Request:
Would you restate, exactly as they appear, the lines from the one containing "pick out the low-lying" through the end of the data below?

[Dataset rows on where objects appear]
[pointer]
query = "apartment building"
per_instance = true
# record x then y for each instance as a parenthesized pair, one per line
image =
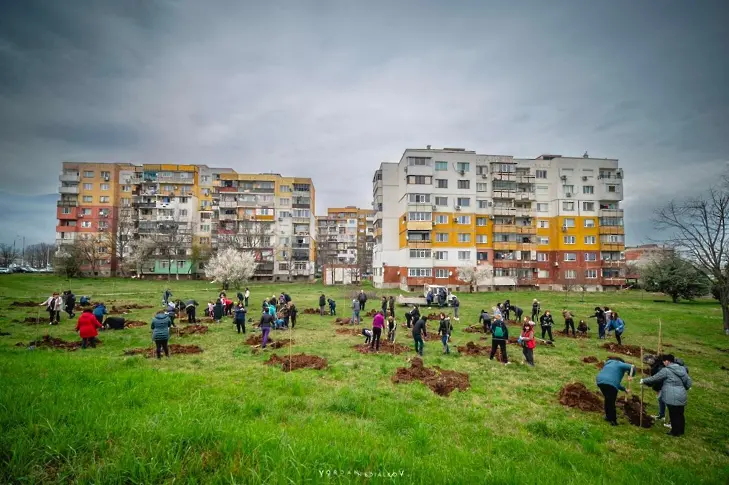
(187, 211)
(271, 215)
(345, 236)
(552, 222)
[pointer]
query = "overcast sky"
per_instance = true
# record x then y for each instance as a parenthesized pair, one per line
(332, 89)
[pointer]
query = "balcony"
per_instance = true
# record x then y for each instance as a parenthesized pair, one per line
(505, 246)
(69, 177)
(617, 230)
(68, 189)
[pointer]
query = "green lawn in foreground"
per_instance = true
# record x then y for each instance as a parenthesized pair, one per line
(223, 416)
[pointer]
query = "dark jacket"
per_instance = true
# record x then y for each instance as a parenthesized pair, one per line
(161, 324)
(266, 320)
(419, 328)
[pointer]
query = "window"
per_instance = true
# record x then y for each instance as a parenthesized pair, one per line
(420, 179)
(419, 198)
(419, 161)
(420, 253)
(420, 272)
(418, 216)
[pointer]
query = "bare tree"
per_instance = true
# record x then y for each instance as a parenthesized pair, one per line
(699, 228)
(8, 253)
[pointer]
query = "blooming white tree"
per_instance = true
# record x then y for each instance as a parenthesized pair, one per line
(473, 275)
(231, 267)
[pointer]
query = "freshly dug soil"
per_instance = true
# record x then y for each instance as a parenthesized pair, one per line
(28, 304)
(192, 329)
(576, 395)
(632, 350)
(135, 324)
(385, 348)
(441, 382)
(174, 349)
(631, 407)
(474, 349)
(298, 361)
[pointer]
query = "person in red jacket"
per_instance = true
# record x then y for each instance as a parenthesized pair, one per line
(87, 328)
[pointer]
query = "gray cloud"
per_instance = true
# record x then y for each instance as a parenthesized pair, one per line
(331, 89)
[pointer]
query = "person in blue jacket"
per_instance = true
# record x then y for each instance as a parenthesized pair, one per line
(616, 323)
(608, 380)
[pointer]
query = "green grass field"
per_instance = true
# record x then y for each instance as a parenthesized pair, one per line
(224, 417)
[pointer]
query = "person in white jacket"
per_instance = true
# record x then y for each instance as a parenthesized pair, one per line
(53, 306)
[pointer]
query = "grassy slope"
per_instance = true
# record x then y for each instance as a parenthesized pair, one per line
(223, 416)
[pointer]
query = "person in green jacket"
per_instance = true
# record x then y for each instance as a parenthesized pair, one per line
(675, 382)
(161, 324)
(608, 380)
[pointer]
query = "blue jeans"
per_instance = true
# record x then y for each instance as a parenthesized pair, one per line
(418, 344)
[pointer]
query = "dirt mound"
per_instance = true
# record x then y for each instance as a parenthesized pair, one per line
(135, 324)
(54, 343)
(473, 349)
(174, 349)
(192, 329)
(631, 408)
(632, 350)
(441, 382)
(385, 348)
(298, 361)
(28, 304)
(576, 395)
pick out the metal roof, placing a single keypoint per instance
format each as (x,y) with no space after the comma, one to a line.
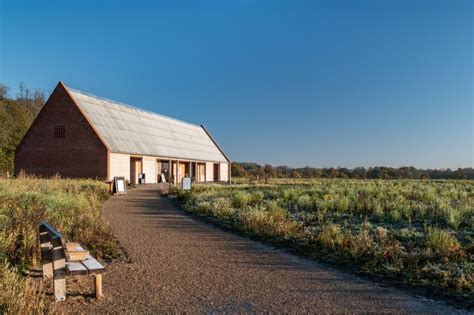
(127,129)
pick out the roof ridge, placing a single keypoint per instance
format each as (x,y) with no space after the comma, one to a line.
(131,106)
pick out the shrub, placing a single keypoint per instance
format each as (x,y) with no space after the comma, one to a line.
(443,244)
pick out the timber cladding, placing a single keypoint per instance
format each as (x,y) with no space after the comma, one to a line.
(62,141)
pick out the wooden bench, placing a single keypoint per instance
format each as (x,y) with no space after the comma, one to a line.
(59,259)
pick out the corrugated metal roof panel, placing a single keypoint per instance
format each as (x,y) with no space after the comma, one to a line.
(127,129)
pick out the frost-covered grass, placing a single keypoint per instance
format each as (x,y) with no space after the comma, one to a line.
(72,206)
(420,232)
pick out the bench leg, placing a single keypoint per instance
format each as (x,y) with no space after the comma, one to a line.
(47,268)
(59,273)
(98,286)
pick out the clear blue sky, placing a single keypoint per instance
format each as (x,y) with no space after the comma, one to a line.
(320,83)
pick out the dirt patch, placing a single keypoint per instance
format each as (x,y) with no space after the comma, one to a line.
(180,264)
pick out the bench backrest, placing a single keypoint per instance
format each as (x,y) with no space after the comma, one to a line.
(50,237)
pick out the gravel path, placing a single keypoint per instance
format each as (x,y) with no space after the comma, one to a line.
(181,264)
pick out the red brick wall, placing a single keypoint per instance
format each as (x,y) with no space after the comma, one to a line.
(81,154)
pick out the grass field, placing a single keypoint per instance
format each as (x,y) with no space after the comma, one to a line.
(418,232)
(72,206)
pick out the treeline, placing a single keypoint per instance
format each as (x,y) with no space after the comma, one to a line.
(256,171)
(16,115)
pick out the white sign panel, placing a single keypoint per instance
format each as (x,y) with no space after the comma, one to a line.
(187,183)
(120,185)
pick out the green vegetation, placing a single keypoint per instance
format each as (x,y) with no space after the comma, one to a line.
(72,206)
(16,116)
(418,232)
(254,171)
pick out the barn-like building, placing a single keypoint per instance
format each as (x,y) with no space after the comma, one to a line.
(79,135)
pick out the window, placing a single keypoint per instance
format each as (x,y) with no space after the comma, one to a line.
(59,132)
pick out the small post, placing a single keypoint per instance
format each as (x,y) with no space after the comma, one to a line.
(46,253)
(59,270)
(98,286)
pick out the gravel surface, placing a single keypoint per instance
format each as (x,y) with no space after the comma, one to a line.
(180,264)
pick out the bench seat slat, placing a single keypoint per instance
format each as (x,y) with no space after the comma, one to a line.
(76,268)
(93,265)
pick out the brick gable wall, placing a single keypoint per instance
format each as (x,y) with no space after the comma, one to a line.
(80,154)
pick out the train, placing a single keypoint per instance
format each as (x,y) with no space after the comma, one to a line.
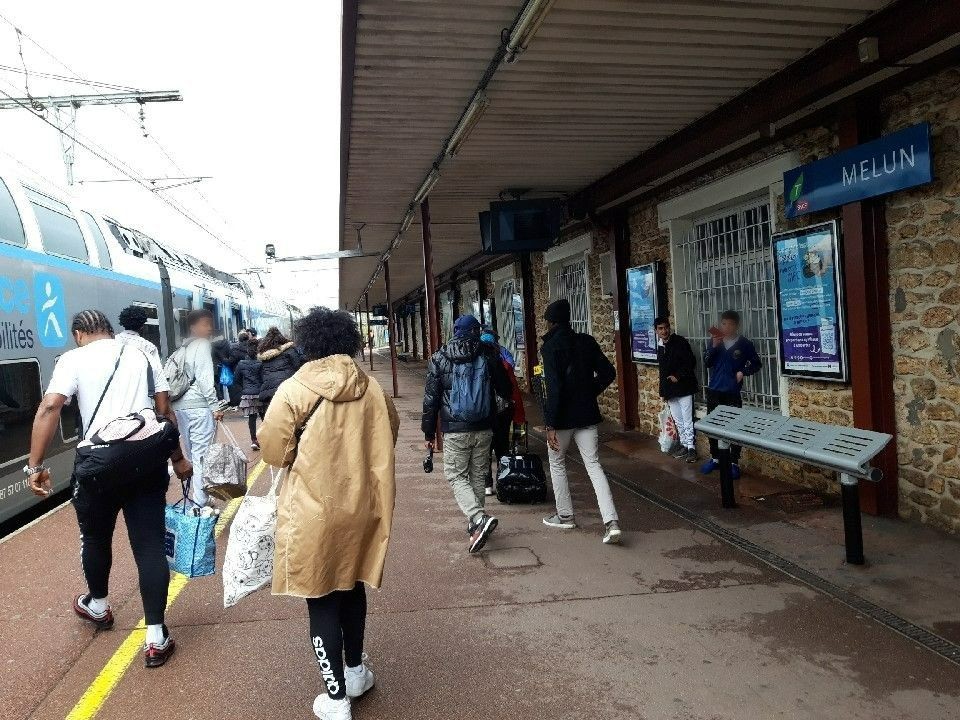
(58,257)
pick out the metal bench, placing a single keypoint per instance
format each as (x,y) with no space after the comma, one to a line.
(847,451)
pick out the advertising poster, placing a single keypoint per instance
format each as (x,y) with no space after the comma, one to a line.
(809,303)
(643,286)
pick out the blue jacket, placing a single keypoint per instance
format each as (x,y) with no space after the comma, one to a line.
(724,364)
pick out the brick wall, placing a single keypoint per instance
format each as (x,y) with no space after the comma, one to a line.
(924,235)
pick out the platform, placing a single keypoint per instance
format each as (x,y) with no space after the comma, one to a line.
(542,624)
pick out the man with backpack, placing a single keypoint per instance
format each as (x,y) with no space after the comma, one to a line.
(462,379)
(193,391)
(111,380)
(575,372)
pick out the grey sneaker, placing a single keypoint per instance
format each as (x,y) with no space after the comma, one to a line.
(559,521)
(612,536)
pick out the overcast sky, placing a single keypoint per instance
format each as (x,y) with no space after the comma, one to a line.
(260,113)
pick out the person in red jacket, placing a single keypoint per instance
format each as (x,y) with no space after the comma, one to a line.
(515,414)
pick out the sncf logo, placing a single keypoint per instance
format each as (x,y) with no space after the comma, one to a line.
(333,687)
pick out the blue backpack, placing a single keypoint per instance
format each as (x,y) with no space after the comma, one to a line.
(470,394)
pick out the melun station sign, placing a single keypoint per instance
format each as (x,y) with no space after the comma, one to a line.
(894,162)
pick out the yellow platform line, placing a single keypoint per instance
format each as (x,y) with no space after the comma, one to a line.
(99,690)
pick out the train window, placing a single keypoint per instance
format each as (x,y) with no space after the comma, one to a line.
(102,250)
(20,395)
(151,331)
(58,229)
(11,227)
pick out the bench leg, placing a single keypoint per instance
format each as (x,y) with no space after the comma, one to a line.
(852,528)
(727,497)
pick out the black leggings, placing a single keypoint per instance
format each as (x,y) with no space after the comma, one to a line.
(143,513)
(337,623)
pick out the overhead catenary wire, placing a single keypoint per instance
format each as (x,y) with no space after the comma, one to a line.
(138,121)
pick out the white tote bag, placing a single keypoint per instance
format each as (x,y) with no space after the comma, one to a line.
(248,564)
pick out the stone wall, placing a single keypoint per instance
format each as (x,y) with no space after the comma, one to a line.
(924,235)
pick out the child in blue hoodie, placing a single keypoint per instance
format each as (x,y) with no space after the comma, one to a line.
(729,359)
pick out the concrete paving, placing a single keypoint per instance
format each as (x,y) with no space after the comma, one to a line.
(543,624)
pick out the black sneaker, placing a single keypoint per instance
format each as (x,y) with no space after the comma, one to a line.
(156,654)
(480,532)
(103,621)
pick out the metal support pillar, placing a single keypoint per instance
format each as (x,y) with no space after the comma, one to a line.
(366,301)
(391,327)
(728,498)
(529,318)
(852,527)
(433,317)
(867,287)
(626,371)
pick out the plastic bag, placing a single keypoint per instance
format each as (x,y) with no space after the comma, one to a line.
(248,564)
(668,431)
(190,545)
(225,469)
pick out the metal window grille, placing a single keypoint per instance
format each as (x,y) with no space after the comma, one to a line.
(726,262)
(570,282)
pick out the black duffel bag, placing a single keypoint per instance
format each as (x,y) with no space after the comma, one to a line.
(126,450)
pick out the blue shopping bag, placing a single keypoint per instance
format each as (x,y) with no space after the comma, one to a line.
(190,545)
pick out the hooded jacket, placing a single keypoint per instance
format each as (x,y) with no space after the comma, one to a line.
(436,394)
(575,371)
(675,358)
(278,365)
(335,508)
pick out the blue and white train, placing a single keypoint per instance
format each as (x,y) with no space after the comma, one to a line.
(58,257)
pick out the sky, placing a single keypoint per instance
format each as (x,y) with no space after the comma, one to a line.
(260,115)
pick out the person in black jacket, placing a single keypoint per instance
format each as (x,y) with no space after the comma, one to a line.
(678,384)
(466,419)
(280,361)
(249,379)
(575,372)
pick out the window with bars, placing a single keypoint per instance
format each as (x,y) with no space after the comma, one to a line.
(726,262)
(569,280)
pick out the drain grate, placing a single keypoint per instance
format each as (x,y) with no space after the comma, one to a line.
(931,641)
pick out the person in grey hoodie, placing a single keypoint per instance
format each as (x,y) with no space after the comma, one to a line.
(199,409)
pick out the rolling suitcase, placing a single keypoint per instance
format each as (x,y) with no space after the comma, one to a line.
(520,476)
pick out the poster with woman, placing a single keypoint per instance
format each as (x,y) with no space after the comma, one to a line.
(809,303)
(644,290)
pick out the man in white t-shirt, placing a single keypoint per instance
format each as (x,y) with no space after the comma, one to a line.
(111,379)
(133,319)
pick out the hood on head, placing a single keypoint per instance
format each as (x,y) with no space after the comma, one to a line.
(337,378)
(270,354)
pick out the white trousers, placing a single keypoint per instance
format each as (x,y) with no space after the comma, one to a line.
(682,411)
(586,440)
(197,429)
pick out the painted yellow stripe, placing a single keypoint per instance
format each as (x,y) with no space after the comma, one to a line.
(108,679)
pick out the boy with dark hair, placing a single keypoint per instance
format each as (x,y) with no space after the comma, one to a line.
(729,358)
(678,384)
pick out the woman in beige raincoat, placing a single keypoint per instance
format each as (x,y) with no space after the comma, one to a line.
(335,429)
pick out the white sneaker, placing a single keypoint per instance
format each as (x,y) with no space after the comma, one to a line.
(359,679)
(327,709)
(612,536)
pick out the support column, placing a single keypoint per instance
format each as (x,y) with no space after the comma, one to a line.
(626,370)
(366,301)
(529,317)
(867,276)
(433,317)
(391,327)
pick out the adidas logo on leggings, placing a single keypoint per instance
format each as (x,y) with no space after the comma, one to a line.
(333,687)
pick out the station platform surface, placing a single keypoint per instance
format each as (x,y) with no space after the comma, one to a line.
(674,623)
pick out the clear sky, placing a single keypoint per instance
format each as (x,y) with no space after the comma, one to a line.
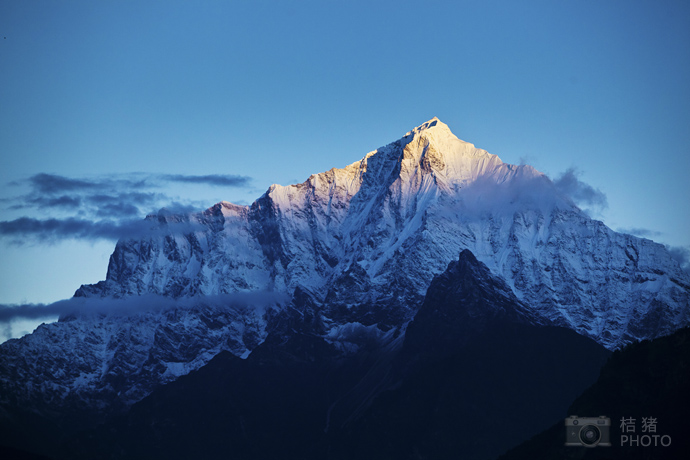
(110,110)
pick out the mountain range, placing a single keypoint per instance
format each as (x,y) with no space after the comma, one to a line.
(339,269)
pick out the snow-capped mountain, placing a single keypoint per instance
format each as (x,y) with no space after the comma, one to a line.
(366,240)
(356,248)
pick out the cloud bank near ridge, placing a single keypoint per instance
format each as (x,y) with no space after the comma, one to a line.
(108,207)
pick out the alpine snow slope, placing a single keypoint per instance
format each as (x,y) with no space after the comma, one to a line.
(351,252)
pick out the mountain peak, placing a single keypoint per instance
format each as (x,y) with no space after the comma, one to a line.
(434,123)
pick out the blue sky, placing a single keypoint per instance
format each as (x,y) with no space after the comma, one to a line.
(148,104)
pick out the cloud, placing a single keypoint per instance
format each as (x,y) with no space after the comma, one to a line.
(104,207)
(52,230)
(51,184)
(221,180)
(681,255)
(641,232)
(87,307)
(581,193)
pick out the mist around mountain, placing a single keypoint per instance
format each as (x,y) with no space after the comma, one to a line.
(405,306)
(471,392)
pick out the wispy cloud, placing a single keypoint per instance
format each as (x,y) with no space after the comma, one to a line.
(53,230)
(80,306)
(105,207)
(639,231)
(681,255)
(580,192)
(219,180)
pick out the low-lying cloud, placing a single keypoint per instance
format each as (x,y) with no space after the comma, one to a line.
(108,207)
(52,230)
(641,232)
(580,192)
(80,307)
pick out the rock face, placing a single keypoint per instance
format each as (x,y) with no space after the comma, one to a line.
(356,249)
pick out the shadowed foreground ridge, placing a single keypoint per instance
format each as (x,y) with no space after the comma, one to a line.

Worked solution:
pick out the low-lying cloud, placing a single keypoint per instance
format each as (x,y) with no space after the comma, one to a line.
(108,207)
(52,230)
(641,232)
(580,192)
(80,307)
pick out the rock face, placing a single keypoint per instance
format each as (x,y) with no space after the comma, one to a line.
(356,249)
pick out the shadowed foreground ridge, placing a single keypoint per instance
format each as (x,y) with no space after the comma, one to a line.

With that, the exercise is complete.